Named object pointing entries:
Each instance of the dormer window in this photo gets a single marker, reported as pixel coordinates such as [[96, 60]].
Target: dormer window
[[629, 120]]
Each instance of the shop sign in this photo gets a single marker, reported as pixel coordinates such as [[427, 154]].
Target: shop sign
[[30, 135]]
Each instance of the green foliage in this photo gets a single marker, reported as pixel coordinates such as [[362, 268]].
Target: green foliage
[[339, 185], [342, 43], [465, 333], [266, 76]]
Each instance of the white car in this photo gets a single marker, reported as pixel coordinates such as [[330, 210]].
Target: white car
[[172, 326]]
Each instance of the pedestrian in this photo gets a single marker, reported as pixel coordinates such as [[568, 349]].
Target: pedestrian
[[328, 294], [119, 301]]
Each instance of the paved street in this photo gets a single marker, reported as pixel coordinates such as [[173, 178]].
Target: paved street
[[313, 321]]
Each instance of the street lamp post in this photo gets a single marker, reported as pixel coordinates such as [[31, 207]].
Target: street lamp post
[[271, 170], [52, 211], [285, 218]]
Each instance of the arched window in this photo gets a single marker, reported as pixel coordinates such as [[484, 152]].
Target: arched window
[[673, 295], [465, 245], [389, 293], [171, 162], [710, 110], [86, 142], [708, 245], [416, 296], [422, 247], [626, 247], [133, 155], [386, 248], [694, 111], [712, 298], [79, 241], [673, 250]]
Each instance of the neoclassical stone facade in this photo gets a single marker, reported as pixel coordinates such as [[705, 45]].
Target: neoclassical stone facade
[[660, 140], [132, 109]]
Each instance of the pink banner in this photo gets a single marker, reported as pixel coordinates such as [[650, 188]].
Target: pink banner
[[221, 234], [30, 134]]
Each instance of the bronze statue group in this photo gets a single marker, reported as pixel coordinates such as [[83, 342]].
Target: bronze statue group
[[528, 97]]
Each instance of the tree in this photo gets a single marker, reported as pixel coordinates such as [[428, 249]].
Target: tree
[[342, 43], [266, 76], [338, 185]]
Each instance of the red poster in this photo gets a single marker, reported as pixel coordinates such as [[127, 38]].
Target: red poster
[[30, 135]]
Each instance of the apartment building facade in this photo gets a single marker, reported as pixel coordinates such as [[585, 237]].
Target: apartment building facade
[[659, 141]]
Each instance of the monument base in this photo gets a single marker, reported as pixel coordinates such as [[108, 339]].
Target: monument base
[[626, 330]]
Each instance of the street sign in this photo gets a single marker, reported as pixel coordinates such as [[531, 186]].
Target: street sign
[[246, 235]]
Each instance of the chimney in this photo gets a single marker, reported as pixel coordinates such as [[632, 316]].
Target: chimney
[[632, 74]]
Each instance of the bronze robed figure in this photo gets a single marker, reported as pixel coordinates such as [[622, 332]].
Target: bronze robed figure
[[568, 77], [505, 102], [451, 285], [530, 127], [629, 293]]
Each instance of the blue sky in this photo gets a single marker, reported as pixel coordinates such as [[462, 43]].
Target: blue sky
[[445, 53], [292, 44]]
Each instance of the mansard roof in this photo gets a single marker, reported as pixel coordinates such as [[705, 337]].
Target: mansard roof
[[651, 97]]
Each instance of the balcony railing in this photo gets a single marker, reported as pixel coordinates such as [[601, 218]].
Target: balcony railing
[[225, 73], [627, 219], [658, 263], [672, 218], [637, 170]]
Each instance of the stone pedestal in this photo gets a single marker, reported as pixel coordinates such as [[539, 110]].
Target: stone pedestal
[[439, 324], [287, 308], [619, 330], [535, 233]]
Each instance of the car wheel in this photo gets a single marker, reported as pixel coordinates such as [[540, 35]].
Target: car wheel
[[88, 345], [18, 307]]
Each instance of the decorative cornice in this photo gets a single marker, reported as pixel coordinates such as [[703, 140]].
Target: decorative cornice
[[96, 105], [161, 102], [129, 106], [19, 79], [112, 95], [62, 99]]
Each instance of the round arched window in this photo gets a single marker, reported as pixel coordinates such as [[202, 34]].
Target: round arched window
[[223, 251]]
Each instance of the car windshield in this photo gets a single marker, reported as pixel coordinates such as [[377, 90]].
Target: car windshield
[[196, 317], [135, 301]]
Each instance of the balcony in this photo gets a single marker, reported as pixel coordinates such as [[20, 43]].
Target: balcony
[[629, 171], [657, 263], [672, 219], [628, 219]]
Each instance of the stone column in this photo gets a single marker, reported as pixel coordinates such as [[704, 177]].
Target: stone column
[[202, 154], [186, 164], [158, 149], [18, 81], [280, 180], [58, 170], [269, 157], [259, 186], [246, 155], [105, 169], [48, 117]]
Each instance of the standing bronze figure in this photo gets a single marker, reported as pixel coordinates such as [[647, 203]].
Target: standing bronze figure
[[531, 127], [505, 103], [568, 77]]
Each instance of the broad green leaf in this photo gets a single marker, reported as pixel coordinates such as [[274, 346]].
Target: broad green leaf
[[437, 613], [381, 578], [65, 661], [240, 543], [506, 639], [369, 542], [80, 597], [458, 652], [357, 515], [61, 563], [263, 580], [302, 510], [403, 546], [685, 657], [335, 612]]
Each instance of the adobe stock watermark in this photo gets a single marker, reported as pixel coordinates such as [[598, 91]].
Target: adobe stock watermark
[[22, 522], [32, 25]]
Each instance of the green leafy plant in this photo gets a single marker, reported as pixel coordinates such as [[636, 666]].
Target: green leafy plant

WRITTEN REQUEST: From the material above, return unchanged the lines running from the line with "Each instance of the tree" up to and including the line with "[[439, 324], [287, 308], [619, 330], [535, 233]]".

RESPONSE BELOW:
Each instance of the tree in this photo gets a single marker, reported as pixel coordinates such as [[428, 249]].
Target: tree
[[342, 43], [266, 76], [338, 185]]
Each instance of the red poster in this photo gets a single marker, reported as pixel coordinates such as [[127, 38]].
Target: red poster
[[30, 135]]
Each instance of the apartment building facade in this photo gets a single marker, reported as pixel coordinates such as [[585, 237]].
Target: apartment building facade
[[659, 141]]
Each instance of the monument base in this photo gets a single marker, reported as pixel coordinates such as [[108, 339]].
Target: monument base
[[626, 330]]
Each instance of the street sign in this photo gets a single marker, reported as pixel coordinates such as [[531, 186]].
Target: street sign
[[246, 235]]
Each instance of the chimney in this photo gets a single marker, reported as pixel coordinates such as [[632, 316]].
Target: chimney
[[632, 74]]
Each instance of the bronze robed figure in this photo gets a single marker, reported as pixel coordinates such as [[622, 332]].
Target: bronze robed figure
[[568, 77], [505, 102], [451, 285], [530, 127], [629, 293]]
Each instance of the blue sky in this photo gets a single marker, reported as pixel coordinates such as [[462, 43]].
Target: blue sky
[[445, 53], [292, 44]]
Each instance of the mansard roof in this photo gets a single marker, reported as pixel coordinates such as [[705, 337]].
Target: mansard roof
[[651, 97]]
Each instance of the balcony railing in this photo gets a single marker, reported as pixel coordinates such as [[601, 218]].
Target: balcony railing
[[225, 73], [627, 219], [658, 263], [672, 218], [637, 170]]
Each instance of the stone pedestal in this photo gets a single marker, reported as pixel coordinates such as [[539, 110]].
Target: stone pedestal
[[439, 324], [287, 308], [619, 330], [535, 233]]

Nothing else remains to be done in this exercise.